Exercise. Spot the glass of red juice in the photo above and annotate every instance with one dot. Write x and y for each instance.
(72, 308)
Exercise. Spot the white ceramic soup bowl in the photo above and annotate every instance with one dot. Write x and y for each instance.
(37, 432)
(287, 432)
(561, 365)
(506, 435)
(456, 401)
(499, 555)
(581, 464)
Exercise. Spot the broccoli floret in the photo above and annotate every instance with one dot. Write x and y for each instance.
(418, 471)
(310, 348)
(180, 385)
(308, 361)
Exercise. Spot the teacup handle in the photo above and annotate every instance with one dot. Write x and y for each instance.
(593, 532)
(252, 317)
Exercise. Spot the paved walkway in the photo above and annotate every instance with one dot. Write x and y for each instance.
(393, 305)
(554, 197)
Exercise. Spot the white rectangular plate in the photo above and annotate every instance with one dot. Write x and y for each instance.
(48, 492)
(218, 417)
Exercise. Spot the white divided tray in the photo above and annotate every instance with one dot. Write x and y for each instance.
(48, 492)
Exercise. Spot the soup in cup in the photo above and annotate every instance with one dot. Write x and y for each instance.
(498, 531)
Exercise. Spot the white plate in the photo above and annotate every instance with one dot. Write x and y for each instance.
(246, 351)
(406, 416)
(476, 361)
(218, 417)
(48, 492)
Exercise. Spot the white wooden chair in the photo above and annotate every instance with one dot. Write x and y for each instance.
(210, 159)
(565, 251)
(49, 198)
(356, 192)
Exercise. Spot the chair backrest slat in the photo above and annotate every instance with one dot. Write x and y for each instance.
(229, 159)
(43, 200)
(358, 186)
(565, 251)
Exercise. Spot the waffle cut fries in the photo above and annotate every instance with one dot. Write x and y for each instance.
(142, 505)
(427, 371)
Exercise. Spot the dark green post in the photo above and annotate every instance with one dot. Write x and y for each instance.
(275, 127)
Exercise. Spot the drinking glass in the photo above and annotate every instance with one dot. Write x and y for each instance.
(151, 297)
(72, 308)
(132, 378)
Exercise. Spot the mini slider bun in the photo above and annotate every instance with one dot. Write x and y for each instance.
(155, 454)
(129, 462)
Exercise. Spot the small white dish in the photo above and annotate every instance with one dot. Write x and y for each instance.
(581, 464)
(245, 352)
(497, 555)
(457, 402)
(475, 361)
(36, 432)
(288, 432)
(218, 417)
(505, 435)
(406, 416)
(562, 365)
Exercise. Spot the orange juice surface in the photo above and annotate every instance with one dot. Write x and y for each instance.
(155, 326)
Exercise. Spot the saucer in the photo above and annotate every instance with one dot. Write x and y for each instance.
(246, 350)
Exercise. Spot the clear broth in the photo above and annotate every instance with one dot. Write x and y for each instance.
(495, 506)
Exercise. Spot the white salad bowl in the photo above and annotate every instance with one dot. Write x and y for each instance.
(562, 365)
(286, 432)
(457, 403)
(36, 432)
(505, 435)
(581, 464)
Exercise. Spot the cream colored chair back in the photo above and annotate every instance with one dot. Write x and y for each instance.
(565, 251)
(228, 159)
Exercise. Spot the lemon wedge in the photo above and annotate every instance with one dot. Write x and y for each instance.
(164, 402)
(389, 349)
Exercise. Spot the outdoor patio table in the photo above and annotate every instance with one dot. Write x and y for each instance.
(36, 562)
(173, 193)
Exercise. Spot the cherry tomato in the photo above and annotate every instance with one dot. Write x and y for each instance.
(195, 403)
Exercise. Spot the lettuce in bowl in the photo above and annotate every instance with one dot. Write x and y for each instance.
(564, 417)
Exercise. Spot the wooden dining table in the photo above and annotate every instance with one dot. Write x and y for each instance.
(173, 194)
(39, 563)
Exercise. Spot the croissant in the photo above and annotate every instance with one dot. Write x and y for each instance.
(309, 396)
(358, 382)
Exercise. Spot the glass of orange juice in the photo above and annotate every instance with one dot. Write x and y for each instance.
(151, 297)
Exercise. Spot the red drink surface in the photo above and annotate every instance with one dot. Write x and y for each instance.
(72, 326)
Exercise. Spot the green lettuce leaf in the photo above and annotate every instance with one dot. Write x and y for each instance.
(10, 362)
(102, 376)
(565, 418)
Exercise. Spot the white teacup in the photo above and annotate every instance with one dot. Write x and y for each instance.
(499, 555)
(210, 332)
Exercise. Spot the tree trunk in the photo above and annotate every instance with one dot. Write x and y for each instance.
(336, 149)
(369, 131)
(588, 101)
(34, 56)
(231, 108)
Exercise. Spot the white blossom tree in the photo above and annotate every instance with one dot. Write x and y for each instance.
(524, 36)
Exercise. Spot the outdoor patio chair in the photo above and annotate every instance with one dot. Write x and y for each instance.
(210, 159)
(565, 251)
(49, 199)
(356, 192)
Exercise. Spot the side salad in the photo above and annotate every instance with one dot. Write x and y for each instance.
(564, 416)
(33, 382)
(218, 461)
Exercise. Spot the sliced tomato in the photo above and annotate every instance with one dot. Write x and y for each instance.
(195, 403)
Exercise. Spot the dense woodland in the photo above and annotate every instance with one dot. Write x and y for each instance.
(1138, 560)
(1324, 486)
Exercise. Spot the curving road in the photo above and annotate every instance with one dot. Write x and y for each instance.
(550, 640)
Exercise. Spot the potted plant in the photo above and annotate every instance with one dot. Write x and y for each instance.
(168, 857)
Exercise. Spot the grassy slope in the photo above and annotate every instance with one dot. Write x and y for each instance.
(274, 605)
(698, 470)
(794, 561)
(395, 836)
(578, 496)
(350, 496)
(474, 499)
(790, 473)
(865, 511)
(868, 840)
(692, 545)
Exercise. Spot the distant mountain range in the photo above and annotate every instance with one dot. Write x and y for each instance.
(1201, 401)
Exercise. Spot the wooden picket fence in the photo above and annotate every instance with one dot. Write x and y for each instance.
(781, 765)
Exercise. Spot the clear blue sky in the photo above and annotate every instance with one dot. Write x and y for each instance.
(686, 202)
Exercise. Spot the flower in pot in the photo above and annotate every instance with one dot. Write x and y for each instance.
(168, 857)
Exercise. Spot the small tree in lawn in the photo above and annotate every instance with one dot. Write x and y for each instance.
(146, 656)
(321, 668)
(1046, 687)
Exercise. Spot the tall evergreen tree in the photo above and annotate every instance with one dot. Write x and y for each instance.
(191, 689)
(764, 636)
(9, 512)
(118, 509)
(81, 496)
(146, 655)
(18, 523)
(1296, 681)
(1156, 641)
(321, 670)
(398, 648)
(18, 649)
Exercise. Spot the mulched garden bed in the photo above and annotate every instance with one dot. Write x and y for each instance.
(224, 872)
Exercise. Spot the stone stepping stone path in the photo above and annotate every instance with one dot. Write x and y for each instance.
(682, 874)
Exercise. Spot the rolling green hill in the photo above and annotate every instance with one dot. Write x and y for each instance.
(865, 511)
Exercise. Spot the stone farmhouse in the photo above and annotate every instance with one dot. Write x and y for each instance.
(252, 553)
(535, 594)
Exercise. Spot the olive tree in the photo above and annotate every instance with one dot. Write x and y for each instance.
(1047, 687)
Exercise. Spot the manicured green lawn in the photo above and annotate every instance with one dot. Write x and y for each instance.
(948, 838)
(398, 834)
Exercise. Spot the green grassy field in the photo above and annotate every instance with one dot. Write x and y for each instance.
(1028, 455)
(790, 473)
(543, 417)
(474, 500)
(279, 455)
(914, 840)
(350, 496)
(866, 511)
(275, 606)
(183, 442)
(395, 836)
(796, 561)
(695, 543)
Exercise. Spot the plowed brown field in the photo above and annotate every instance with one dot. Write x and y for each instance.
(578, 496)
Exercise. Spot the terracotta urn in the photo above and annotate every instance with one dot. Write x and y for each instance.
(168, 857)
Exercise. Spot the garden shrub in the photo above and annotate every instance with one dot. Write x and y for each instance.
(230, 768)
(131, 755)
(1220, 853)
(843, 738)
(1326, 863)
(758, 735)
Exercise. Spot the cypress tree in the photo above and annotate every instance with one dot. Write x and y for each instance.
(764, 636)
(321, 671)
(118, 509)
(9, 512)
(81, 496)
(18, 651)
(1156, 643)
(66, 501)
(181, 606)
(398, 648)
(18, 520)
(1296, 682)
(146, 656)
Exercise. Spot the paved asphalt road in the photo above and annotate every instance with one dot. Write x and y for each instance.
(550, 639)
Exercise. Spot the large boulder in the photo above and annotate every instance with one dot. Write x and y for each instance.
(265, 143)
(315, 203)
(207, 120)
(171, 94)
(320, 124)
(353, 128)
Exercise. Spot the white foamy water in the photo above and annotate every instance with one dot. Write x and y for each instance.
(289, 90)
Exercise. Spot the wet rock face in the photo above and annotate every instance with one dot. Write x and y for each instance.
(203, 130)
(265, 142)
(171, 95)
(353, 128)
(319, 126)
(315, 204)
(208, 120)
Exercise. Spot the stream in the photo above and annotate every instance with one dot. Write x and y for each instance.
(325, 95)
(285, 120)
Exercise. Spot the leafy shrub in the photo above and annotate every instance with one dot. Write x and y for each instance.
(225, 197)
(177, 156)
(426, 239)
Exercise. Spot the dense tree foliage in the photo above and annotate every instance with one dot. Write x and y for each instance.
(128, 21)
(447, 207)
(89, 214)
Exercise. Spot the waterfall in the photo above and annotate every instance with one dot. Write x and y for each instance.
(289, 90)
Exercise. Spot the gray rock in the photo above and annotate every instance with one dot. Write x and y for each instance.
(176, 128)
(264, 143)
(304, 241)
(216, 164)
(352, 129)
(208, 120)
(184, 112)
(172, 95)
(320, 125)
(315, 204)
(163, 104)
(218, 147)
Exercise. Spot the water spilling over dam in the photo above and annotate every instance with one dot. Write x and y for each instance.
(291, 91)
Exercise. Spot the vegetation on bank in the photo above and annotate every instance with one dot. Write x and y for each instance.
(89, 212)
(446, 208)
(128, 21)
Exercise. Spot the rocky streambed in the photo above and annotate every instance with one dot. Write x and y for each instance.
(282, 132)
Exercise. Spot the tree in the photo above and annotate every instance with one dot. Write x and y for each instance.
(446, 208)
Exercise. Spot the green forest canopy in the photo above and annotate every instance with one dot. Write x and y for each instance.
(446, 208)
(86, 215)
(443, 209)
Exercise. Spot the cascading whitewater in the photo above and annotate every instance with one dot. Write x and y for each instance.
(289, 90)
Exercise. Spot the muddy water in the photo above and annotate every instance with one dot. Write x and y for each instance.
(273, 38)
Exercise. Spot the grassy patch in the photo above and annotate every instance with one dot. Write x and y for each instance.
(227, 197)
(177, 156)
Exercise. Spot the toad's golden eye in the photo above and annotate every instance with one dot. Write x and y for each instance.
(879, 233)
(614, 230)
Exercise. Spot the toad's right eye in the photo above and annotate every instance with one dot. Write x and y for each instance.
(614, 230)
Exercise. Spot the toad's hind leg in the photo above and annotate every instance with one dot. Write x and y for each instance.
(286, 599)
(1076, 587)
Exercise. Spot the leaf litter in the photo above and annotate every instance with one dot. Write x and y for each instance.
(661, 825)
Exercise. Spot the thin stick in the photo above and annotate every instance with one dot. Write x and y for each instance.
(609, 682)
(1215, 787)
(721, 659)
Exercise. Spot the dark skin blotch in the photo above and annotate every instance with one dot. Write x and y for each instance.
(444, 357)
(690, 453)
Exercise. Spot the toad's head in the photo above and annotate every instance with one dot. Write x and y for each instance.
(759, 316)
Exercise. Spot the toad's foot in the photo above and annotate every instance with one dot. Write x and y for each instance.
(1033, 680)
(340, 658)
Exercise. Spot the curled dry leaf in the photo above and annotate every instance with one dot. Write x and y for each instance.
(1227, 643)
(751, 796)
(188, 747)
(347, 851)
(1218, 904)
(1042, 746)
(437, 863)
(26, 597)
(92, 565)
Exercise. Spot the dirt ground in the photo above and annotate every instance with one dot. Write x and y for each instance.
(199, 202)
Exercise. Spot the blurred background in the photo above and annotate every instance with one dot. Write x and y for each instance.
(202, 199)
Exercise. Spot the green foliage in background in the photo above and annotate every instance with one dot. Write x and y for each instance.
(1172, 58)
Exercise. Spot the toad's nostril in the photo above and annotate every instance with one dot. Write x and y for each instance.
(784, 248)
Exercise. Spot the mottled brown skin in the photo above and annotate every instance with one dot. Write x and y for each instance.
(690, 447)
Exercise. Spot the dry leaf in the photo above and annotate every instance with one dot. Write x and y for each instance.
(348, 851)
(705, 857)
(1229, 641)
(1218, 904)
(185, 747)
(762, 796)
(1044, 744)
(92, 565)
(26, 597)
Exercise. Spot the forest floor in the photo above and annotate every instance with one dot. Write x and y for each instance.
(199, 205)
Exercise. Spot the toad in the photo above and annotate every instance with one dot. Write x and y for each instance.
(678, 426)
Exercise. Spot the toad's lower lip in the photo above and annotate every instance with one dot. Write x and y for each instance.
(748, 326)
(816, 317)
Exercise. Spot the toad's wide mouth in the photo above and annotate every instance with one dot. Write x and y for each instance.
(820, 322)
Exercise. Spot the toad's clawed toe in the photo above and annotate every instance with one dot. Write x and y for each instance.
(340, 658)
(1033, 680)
+++
§ WHAT THE TASK ASKS:
Arrange the item lines above as a JSON list of strings, one string per line with blank lines omitted. Begin at the line that has "Exercise. Spot the sliced" and stop after the line that has "(1046, 687)".

§ TASK SOLUTION:
[
  "Exercise. Spot the sliced tomato in the photo above and annotate every instance with one dot. Write x and y for each instance.",
  "(195, 403)",
  "Exercise. Spot the dense woodland in the photo above and annotate every instance with one dot. Write x and y for each instance.",
  "(1138, 560)",
  "(1324, 486)",
  "Exercise. Spot the curving road in the photo above and annotate every instance with one dot. Write x and y for each instance.",
  "(550, 640)",
  "Exercise. Spot the potted plant in the photo above and annotate every instance with one dot. Write x and y for each instance.",
  "(168, 857)",
  "Exercise. Spot the grassy slope in the photo above and annotate every instance with one dot. Write x and y for each instance.",
  "(274, 605)",
  "(698, 470)",
  "(794, 561)",
  "(395, 836)",
  "(578, 496)",
  "(350, 496)",
  "(474, 499)",
  "(790, 473)",
  "(865, 511)",
  "(868, 840)",
  "(692, 545)",
  "Exercise. Spot the distant mountain range in the photo above and annotate every instance with one dot. Write x and y for each instance.",
  "(1201, 401)",
  "Exercise. Spot the wooden picket fence in the photo above and annotate every instance with one dot. Write x and y for each instance.",
  "(781, 765)",
  "Exercise. Spot the clear blue sky in the photo above and annotate every instance with one dot. Write x and y for each instance.",
  "(686, 202)",
  "Exercise. Spot the flower in pot in the photo above and annotate every instance with one dot. Write x and y for each instance.",
  "(168, 857)",
  "Exercise. Spot the small tree in lawn in the photo above and annotate every instance with one dot. Write x and y for each instance.",
  "(146, 656)",
  "(321, 668)",
  "(1046, 687)"
]